[What you have to do] Please output the section of the listing below that opens with the line containing "task | put a dot on every instance of the nike" and closes with the line containing "the pink lettering", exactly and with nothing else.
===== Extracted data =====
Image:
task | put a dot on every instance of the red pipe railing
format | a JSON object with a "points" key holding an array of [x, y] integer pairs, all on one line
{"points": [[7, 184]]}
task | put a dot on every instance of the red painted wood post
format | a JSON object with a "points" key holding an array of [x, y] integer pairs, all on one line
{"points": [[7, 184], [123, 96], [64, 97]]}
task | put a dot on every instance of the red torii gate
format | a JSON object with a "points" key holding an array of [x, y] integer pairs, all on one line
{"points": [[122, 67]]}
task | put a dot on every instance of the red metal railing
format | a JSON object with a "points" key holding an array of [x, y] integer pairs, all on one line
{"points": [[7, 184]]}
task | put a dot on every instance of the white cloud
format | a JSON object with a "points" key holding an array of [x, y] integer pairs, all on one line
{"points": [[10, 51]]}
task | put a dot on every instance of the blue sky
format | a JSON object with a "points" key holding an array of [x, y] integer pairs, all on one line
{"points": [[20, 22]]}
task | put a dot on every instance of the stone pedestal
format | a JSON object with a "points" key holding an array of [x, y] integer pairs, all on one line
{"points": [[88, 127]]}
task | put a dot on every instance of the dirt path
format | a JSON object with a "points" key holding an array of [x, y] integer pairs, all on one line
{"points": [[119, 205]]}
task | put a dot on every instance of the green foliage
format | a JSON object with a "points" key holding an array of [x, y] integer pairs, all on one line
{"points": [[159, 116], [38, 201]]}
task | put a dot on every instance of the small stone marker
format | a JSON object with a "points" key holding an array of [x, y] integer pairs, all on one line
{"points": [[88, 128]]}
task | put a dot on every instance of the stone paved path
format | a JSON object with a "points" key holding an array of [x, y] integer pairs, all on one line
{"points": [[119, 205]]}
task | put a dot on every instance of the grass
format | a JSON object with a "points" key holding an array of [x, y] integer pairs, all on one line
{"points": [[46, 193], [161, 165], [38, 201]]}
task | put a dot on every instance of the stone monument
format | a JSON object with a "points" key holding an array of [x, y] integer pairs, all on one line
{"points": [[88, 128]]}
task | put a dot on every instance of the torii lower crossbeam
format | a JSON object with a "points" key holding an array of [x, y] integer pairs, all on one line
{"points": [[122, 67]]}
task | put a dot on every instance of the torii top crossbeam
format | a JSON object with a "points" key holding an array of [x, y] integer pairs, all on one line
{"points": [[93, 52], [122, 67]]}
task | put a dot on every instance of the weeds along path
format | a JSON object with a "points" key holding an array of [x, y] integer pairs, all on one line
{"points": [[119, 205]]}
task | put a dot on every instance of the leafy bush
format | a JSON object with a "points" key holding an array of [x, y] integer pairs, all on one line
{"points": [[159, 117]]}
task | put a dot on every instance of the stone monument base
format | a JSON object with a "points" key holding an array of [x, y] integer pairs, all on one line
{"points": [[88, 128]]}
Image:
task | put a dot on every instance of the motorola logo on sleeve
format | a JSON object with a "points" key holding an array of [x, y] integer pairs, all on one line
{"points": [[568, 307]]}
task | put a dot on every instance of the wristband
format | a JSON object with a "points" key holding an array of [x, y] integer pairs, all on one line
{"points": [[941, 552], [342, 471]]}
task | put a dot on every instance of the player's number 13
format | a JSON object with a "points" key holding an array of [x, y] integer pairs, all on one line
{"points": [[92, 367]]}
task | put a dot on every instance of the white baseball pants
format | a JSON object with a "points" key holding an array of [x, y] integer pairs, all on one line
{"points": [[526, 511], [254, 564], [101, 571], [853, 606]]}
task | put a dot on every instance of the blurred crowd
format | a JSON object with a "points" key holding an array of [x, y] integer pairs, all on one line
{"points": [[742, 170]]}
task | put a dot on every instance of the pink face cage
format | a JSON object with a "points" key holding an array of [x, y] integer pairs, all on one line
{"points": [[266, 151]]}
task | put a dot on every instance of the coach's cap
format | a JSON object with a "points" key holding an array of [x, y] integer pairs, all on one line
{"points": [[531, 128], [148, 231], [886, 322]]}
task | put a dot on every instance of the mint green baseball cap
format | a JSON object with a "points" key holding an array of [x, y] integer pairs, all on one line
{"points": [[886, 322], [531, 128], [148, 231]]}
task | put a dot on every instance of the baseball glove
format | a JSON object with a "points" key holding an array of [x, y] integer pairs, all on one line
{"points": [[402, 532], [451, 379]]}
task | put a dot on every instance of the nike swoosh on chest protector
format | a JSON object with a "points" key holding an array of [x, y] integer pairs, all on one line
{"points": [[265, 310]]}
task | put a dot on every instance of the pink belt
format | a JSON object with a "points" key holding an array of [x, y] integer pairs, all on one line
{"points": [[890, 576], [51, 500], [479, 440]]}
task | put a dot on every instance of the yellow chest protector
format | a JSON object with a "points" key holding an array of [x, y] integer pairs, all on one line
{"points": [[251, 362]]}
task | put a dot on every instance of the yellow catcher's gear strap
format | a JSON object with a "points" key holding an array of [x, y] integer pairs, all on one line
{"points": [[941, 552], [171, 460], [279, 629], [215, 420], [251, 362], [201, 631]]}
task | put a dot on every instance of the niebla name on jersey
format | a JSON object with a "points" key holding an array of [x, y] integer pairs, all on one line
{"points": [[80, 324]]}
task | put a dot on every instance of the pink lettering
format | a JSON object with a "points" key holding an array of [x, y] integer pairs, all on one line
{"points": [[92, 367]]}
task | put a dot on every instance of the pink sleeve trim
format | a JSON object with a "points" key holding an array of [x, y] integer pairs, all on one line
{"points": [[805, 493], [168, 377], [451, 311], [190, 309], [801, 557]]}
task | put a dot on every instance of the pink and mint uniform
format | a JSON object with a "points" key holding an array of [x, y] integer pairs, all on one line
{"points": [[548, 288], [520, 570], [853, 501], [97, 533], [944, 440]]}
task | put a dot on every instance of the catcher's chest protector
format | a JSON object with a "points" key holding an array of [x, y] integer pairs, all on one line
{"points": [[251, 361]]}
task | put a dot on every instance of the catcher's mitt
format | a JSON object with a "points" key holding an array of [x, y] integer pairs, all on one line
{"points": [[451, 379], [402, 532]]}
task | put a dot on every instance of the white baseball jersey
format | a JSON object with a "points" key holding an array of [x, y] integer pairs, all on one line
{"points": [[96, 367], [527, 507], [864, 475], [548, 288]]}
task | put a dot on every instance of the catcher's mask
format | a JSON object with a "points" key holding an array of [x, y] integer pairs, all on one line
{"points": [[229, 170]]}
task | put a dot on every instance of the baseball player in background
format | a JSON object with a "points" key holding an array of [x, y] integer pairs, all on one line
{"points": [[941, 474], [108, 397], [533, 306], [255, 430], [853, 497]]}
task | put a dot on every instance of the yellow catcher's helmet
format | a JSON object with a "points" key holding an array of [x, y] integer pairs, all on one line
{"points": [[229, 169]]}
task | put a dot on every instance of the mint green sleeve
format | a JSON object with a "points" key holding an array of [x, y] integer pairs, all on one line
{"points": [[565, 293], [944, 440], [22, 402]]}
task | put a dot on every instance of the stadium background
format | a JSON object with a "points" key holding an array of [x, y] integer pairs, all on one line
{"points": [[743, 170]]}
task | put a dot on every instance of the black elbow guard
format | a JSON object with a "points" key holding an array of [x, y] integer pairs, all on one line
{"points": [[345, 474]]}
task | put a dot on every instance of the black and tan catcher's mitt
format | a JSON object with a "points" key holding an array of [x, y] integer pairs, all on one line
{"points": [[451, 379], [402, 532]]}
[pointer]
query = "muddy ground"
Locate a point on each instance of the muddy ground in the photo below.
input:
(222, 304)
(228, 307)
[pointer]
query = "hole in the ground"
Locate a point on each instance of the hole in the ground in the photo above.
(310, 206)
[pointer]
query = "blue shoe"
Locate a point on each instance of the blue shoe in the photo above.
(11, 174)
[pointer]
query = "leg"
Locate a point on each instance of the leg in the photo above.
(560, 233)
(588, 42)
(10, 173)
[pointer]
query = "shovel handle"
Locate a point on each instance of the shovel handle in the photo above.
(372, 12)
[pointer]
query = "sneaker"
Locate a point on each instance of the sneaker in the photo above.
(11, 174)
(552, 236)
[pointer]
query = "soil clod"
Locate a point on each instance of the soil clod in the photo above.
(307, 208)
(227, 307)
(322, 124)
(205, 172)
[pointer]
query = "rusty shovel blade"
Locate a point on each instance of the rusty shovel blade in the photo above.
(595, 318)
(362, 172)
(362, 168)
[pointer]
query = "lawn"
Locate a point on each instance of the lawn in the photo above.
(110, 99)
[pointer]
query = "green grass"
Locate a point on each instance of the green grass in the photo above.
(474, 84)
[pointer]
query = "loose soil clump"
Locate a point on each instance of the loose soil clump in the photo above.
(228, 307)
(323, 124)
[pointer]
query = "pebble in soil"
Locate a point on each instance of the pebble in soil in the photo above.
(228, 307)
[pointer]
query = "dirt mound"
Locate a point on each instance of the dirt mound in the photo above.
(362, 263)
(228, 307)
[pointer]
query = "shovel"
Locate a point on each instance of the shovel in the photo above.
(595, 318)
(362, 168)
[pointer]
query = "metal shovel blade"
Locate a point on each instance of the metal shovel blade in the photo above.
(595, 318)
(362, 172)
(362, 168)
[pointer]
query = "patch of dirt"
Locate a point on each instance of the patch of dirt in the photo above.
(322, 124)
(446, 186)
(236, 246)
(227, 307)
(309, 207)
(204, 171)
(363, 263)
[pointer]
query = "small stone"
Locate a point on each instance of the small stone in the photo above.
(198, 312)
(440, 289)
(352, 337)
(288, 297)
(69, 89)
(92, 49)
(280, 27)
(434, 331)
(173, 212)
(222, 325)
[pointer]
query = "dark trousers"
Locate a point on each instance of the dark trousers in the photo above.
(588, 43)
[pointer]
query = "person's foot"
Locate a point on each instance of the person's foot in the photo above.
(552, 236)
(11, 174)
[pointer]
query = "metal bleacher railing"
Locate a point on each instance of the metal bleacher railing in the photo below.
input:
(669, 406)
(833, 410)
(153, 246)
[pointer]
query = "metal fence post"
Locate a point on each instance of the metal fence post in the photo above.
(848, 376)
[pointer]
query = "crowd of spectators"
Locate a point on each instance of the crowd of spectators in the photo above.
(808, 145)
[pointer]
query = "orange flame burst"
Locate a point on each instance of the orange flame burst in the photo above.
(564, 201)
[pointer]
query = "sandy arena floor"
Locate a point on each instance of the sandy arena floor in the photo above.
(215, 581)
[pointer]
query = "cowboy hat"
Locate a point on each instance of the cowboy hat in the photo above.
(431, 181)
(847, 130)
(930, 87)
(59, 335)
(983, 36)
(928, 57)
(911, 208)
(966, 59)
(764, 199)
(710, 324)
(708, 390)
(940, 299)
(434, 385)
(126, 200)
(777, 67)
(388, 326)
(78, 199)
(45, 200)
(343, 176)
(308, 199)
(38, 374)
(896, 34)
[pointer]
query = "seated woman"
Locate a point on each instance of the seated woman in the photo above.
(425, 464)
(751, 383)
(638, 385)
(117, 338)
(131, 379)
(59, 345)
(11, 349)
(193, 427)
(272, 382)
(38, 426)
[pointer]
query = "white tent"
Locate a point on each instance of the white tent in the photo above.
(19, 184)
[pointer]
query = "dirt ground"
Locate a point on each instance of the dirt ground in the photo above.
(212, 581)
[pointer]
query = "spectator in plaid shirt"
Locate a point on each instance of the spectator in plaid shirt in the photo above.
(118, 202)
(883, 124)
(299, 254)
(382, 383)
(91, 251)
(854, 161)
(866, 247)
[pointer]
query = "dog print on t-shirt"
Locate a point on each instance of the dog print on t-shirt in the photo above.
=====
[Response]
task | put a dot on every instance of the nike swoosh on chest protector
format | a JSON object with a "points" key holding an array of [x, y] integer pairs, all on one line
{"points": [[265, 310]]}
task | put a dot on every instance of the pink belt
format | a JSON object with a "points" key holding an array of [x, y] integer pairs, all on one line
{"points": [[890, 576], [51, 500], [479, 440]]}
task | put a dot on every instance of the yellow chest protector
format | a JSON object with a "points" key holding an array of [x, y] integer pairs, all on one line
{"points": [[251, 362]]}
task | put a dot on every instance of the yellow catcher's gear strap
format | a JSON object with a "points" key holding an array of [x, y] integer pairs, all on one line
{"points": [[941, 552], [171, 460], [279, 629], [215, 420], [251, 362], [201, 631]]}
task | put a dot on every instance of the niebla name on jersey
format | a JSON object with a "points" key holding an array of [x, y] integer pairs, all on one line
{"points": [[80, 324]]}
task | put a dot on every instance of the pink lettering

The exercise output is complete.